■ Goal of the exercise ■
Pick out every line in the listing below that contains the string "roof", matching case exactly, and copy each of those lines.

Excerpts of pointing data
================

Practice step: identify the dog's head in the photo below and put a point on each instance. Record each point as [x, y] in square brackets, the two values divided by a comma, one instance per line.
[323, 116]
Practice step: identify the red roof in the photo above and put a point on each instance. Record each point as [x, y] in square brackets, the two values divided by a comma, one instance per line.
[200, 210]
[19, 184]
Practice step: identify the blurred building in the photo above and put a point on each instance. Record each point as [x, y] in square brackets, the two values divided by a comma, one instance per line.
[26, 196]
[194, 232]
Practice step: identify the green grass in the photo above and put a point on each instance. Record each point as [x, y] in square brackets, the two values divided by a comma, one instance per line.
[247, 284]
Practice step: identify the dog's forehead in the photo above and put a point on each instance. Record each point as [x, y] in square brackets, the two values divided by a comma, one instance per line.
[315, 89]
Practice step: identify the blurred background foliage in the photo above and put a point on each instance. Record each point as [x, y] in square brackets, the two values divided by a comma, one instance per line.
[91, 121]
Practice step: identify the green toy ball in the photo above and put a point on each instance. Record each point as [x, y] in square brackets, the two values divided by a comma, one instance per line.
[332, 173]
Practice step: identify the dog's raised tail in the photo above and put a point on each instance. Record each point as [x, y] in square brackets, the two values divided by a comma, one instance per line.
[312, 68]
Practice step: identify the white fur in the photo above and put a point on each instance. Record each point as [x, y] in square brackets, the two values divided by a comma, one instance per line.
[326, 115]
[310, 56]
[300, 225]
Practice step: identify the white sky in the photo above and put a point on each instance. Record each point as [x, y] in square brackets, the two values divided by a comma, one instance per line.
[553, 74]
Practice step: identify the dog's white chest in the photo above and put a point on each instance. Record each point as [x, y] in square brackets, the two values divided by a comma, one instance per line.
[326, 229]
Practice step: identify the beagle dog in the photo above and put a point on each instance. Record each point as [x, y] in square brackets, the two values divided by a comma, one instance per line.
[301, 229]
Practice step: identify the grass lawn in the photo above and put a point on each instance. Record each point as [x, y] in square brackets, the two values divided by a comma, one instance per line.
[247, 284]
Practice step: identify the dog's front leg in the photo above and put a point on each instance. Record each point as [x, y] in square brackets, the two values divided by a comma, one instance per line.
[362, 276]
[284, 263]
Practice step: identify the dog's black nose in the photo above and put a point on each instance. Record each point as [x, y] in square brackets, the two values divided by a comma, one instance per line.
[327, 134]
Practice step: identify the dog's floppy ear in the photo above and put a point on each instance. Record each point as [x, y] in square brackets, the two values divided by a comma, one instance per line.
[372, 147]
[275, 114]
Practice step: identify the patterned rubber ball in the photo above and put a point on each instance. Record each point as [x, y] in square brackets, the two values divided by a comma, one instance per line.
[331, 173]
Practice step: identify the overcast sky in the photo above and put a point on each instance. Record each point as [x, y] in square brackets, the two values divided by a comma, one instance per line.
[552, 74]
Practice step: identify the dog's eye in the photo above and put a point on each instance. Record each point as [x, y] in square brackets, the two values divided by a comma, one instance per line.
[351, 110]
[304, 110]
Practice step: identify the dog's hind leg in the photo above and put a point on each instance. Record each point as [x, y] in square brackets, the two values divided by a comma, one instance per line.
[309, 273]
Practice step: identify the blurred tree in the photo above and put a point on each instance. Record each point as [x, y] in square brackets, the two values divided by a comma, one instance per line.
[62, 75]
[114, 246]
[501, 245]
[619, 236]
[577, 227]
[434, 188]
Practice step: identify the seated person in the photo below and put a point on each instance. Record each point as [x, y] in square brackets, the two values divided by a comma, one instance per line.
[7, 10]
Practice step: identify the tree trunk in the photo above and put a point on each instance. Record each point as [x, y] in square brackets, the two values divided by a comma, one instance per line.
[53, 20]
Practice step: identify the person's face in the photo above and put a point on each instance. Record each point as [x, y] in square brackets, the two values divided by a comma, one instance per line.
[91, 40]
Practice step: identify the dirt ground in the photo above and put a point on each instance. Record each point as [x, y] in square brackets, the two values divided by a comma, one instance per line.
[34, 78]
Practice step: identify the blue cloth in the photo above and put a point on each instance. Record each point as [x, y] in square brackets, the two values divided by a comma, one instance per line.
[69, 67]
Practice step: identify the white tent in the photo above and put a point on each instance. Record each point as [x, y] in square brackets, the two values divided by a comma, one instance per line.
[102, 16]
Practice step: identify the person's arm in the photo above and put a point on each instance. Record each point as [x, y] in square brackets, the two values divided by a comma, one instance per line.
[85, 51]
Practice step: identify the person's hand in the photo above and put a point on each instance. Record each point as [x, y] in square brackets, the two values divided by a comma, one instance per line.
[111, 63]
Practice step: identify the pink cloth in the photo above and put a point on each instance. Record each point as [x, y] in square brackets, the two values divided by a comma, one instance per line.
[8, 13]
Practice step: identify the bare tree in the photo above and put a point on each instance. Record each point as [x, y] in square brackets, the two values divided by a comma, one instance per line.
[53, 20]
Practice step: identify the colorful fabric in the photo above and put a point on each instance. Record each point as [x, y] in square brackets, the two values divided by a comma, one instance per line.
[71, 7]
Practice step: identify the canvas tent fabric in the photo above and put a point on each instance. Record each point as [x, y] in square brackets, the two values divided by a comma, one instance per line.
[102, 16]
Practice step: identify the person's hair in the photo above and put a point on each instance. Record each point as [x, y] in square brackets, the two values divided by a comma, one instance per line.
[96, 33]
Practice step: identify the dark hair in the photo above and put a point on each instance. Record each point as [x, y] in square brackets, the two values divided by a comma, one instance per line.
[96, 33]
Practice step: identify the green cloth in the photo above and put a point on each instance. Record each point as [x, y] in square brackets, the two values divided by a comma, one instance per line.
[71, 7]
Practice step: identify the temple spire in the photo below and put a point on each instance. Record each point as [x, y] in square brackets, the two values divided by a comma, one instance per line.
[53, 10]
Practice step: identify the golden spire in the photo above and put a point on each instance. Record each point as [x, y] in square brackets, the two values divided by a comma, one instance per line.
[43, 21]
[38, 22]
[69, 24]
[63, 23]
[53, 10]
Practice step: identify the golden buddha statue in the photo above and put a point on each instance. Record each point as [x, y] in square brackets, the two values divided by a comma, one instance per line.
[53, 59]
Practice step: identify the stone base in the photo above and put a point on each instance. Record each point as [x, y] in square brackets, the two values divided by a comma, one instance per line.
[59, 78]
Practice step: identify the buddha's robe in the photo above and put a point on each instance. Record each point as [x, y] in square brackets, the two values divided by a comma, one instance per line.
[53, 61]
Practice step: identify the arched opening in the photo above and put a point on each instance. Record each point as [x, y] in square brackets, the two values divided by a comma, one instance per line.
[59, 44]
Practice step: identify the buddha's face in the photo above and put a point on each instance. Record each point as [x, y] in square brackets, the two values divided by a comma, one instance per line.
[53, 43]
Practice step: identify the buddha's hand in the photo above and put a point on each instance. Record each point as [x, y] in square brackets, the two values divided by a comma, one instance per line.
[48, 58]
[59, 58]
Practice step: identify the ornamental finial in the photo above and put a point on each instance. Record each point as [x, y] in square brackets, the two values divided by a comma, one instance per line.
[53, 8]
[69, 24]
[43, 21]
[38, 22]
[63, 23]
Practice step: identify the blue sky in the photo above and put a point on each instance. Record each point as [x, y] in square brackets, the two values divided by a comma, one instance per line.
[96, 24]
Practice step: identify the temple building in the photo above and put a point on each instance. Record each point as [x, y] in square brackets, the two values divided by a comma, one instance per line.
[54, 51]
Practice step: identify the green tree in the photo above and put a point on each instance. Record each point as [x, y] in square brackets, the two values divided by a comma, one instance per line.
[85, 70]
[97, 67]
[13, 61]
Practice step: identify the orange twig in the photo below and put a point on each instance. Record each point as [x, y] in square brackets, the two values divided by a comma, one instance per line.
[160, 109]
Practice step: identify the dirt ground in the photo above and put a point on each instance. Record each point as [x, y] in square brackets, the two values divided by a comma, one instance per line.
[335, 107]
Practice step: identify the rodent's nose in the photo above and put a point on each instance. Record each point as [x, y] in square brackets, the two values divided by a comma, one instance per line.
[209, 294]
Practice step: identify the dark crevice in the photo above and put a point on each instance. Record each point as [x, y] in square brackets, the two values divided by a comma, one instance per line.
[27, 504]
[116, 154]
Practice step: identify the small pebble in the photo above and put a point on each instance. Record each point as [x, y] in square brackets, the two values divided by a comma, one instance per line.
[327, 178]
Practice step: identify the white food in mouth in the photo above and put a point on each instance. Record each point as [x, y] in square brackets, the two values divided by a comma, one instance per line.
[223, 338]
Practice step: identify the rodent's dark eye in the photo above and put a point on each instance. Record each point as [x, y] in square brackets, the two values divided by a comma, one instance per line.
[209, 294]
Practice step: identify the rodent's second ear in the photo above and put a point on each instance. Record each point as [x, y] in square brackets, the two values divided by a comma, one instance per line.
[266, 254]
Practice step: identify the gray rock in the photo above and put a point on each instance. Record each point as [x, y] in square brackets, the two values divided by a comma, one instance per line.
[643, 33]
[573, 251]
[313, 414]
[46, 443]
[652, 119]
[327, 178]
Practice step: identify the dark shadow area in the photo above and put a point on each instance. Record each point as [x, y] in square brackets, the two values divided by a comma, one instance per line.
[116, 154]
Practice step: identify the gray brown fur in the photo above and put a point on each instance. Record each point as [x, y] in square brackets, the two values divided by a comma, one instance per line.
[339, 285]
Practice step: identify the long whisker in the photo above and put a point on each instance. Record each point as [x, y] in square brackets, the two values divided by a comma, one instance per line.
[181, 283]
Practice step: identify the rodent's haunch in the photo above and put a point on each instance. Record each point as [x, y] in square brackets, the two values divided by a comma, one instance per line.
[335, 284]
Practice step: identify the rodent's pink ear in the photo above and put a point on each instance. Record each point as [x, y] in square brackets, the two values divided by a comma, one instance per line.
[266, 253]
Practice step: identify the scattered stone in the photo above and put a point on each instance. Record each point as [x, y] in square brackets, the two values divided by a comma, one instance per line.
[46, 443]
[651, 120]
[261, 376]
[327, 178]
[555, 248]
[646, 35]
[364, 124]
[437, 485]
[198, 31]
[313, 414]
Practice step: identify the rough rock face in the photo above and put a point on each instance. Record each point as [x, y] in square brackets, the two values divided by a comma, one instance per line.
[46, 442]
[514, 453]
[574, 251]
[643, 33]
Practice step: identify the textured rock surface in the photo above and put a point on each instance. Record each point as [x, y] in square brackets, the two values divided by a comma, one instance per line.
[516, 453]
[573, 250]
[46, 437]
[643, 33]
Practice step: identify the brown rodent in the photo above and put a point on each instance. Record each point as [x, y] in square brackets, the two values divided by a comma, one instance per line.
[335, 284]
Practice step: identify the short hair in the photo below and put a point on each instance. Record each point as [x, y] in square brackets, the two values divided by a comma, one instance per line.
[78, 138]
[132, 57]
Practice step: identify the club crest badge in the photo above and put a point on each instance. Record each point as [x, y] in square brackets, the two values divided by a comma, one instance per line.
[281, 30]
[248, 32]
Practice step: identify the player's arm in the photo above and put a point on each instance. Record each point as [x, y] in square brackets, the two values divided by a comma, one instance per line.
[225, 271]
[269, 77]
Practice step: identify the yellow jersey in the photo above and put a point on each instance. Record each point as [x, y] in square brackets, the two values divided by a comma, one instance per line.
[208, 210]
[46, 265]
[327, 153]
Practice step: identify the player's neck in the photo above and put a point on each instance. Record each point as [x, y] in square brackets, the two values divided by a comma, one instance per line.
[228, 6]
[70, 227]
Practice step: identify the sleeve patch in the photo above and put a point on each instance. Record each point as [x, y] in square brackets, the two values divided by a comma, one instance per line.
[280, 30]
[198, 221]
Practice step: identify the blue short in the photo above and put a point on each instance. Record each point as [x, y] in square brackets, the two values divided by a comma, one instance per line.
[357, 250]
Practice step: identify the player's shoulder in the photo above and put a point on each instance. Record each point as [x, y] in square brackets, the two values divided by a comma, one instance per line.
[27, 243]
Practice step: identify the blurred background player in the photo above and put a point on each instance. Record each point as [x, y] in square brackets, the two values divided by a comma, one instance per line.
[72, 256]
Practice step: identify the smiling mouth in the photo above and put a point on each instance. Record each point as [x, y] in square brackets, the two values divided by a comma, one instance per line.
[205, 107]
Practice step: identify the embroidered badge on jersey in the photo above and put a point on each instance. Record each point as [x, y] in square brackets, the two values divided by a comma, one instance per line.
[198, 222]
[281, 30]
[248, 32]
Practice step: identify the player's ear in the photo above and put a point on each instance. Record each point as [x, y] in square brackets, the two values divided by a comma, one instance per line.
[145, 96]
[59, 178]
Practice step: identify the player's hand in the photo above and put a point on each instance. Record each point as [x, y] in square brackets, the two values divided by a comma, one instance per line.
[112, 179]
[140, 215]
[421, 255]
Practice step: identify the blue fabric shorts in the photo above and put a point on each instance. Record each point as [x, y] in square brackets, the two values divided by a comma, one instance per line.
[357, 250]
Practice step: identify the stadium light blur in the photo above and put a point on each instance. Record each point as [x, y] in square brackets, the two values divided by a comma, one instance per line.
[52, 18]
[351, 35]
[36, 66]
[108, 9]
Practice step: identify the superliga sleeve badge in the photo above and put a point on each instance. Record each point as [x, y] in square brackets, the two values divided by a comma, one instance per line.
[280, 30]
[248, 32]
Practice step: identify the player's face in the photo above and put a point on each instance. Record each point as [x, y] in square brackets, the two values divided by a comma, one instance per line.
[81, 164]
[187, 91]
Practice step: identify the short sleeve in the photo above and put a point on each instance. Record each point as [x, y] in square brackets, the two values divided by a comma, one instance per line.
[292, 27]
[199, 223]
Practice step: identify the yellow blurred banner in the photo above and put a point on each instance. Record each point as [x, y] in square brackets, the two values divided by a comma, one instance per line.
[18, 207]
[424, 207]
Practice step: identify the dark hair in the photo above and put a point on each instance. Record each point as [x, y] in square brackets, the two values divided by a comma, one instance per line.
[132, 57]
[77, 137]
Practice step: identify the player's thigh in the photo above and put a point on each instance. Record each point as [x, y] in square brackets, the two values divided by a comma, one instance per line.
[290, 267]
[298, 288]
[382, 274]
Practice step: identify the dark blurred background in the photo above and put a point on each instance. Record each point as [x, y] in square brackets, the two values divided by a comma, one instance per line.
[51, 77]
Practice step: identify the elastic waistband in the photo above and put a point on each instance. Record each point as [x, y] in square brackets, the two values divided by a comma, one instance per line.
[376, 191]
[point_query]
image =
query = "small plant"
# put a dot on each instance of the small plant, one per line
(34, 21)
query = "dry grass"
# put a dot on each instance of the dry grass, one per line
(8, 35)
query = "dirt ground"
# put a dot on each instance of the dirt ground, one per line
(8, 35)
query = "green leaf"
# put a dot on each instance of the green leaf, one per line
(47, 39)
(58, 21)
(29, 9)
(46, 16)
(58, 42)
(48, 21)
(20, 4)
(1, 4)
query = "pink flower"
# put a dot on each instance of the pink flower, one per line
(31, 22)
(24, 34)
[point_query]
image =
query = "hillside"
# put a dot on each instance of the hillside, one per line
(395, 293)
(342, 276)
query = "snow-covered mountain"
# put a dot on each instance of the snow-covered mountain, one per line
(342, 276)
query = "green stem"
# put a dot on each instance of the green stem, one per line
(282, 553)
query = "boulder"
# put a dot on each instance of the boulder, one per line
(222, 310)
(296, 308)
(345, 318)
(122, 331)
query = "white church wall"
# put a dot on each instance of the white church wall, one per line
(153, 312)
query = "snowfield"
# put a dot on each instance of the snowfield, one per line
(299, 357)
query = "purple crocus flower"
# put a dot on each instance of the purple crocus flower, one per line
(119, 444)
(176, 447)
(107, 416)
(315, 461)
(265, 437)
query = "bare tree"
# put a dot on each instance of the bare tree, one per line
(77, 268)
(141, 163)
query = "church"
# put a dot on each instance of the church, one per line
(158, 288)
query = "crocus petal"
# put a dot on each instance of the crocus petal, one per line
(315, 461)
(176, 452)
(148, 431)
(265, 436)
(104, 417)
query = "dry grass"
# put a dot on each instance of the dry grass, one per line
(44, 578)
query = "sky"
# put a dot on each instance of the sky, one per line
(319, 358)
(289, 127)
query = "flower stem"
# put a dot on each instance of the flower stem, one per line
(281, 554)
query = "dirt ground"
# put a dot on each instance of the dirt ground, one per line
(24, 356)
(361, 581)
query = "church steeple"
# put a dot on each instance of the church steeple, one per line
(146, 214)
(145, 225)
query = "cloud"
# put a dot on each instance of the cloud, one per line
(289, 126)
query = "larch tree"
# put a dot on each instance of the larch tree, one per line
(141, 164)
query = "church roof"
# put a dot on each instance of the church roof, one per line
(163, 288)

================

■ Response for this exercise ■
Practice step: identify the red roof in the photo above and put a point on each instance. Record each point as [x, y] in square brackets, the two values divided by a comma, one instance per line.
query = "church roof"
# put a dot on each instance of the church roof, one per line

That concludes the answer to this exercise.